The Proposal Scriptable Object

In game, each gameplay loop is defined in a single Proposal ScriptableObject, which is essentially a .asset file containing the information needed for a single gameplay loop. Some of this information are themselves scriptable objects, which will be introduced later.

A Proposal scriptable object consists of:

1. Proposer - a ProposerInfo scriptable object that determines which NPC is making the proposal
2. Proposer Behaviour - a reference to a ProposerBehaviour script which governs how an NPC would action
3. Scripted Conversations - a dictionary/table of Conversations** to be used by the ProposerBehaviour mentioned above
4. State Change A/State Change B - Optional predefined state changes applied to the game state when a player accepts (StateChangeA applied) or rejects (StateChangeB applied) a proposal.
5. Product A/Product B - Product Scriptable Objects which are the proposed product and the existing product respectively.
6. News A/News B - Optional NewsItem scriptable objects, which are the news articles that appear in the game depending on whether a player accepts (NewsA) or rejects (NewsB) a proposal.
7. User Group - a UserGroup scriptable object, which describes the beneficiary of the proposal (who the proposal is for).

The ProposerBehaviour Reference

In each proposal, the NPC follows a behaviour that is coded into a C# class named ProposerBehaviour. For special behaviours, a new C# class needs to written to extend the base ProposerBehaviour class, and then referenced in the Proposal ScriptableObject. To see the currently available behaviours, see [Current Proposer Behaviours](xref: currentProposerBehaviours.md).

Predefined State Changes

Usually the changes to the game state will be calculated automatically by the game when a player makes a decision on a proposal. It is however, possible to override this calculation with predefined state changes. This is useful for various reasons (e.g. story events) in the game.

A dictionary/table is used to define the state changes.
Each entry consists of:

1. The name of the GameStateProperty to be changed
2. The amount to be changed, a positive/negative value denoting an increase/decrease respectively.

————————

▶ [EXERCISE TASK A]: Show each line of the listing that contains the string "tail", treating uppercase and lowercase as different.
The Proposal ScriptableObject page has no connection to the listing that comes next.

Point placement listing
————————

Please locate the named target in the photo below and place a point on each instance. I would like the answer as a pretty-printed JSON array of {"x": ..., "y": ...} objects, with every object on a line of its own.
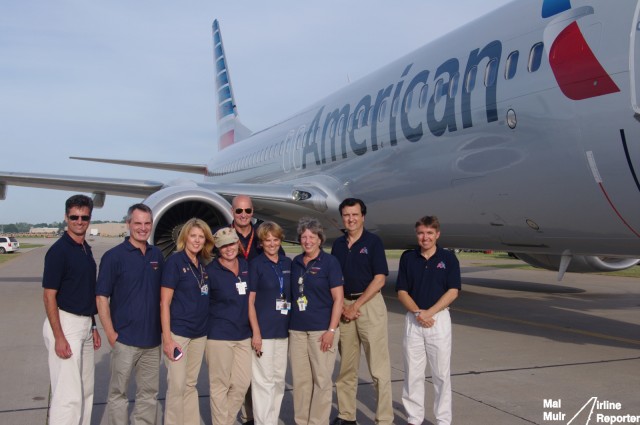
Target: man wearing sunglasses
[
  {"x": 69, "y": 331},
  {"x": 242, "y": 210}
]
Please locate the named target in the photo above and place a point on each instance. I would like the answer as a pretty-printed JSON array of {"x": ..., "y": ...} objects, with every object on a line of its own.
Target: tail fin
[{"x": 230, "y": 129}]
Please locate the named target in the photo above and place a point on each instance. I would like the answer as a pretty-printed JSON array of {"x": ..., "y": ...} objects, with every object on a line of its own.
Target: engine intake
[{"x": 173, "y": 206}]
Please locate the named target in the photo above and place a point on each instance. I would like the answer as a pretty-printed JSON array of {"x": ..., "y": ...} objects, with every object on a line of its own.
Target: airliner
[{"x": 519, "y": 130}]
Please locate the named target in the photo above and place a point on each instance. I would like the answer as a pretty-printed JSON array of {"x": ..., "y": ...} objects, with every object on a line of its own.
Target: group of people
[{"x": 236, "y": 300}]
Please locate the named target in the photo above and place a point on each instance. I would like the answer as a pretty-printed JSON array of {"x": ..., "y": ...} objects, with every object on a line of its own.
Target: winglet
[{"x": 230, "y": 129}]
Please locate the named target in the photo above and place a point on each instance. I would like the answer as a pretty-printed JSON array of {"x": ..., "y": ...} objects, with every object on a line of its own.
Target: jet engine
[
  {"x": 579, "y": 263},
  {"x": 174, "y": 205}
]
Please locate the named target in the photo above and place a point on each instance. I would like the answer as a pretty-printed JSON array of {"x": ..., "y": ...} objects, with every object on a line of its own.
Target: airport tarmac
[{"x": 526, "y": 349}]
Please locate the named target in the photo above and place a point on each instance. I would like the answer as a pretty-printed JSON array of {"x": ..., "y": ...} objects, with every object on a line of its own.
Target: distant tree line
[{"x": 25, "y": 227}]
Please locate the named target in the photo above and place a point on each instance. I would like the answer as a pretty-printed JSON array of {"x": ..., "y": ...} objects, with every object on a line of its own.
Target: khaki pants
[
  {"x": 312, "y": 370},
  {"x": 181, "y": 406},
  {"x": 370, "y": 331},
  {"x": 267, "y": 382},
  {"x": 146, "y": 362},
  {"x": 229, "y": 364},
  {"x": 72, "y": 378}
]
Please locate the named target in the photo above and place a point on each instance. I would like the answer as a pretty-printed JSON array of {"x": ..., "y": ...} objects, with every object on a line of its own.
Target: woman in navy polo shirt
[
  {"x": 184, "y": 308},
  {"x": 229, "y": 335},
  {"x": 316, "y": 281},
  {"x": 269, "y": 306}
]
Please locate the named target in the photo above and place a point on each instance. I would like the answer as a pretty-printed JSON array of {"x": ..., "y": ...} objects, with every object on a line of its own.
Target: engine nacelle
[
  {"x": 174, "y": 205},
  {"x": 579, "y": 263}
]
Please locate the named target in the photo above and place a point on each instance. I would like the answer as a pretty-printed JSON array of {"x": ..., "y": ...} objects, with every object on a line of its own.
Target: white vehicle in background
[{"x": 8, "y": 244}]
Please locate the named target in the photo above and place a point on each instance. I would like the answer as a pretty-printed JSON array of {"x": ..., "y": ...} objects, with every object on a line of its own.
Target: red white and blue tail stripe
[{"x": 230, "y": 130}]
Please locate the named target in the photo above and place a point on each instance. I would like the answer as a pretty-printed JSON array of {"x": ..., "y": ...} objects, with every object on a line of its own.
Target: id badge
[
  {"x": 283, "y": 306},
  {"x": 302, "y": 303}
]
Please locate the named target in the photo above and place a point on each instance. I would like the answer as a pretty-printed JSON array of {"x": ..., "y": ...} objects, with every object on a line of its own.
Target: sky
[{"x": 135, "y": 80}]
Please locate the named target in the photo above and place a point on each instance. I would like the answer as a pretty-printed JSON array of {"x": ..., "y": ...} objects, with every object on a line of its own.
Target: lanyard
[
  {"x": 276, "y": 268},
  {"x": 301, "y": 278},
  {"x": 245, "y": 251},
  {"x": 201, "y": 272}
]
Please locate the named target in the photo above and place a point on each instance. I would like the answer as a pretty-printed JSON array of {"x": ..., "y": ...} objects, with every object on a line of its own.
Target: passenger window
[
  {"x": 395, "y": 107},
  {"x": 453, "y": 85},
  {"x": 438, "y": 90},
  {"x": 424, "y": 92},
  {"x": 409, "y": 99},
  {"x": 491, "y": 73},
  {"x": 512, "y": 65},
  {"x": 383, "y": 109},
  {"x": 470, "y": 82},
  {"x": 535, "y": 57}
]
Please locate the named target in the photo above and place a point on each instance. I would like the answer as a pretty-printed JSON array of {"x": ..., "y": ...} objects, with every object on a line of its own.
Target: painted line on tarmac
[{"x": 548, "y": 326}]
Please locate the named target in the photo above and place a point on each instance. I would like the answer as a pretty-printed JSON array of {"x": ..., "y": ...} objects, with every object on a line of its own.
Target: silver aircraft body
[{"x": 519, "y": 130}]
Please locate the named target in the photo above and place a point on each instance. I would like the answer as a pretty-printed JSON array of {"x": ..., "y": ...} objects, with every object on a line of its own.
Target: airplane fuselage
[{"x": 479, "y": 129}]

————————

▶ [EXERCISE TASK B]: Output the Proposal ScriptableObject page again in full, unchanged.

▶ [CORRECT ANSWER A]:
Target: tail fin
Target: red white and blue tail stripe

▶ [CORRECT ANSWER B]:
The Proposal Scriptable Object

In game, each gameplay loop is defined in a single Proposal ScriptableObject, which is essentially a .asset file containing the information needed for a single gameplay loop. Some of this information are themselves scriptable objects, which will be introduced later.

A Proposal scriptable object consists of:

1. Proposer - a ProposerInfo scriptable object that determines which NPC is making the proposal
2. Proposer Behaviour - a reference to a ProposerBehaviour script which governs how an NPC would action
3. Scripted Conversations - a dictionary/table of Conversations** to be used by the ProposerBehaviour mentioned above
4. State Change A/State Change B - Optional predefined state changes applied to the game state when a player accepts (StateChangeA applied) or rejects (StateChangeB applied) a proposal.
5. Product A/Product B - Product Scriptable Objects which are the proposed product and the existing product respectively.
6. News A/News B - Optional NewsItem scriptable objects, which are the news articles that appear in the game depending on whether a player accepts (NewsA) or rejects (NewsB) a proposal.
7. User Group - a UserGroup scriptable object, which describes the beneficiary of the proposal (who the proposal is for).

The ProposerBehaviour Reference

In each proposal, the NPC follows a behaviour that is coded into a C# class named ProposerBehaviour. For special behaviours, a new C# class needs to written to extend the base ProposerBehaviour class, and then referenced in the Proposal ScriptableObject. To see the currently available behaviours, see [Current Proposer Behaviours](xref: currentProposerBehaviours.md).

Predefined State Changes

Usually the changes to the game state will be calculated automatically by the game when a player makes a decision on a proposal. It is however, possible to override this calculation with predefined state changes. This is useful for various reasons (e.g. story events) in the game.

A dictionary/table is used to define the state changes.
Each entry consists of:

1. The name of the GameStateProperty to be changed
2. The amount to be changed, a positive/negative value denoting an increase/decrease respectively.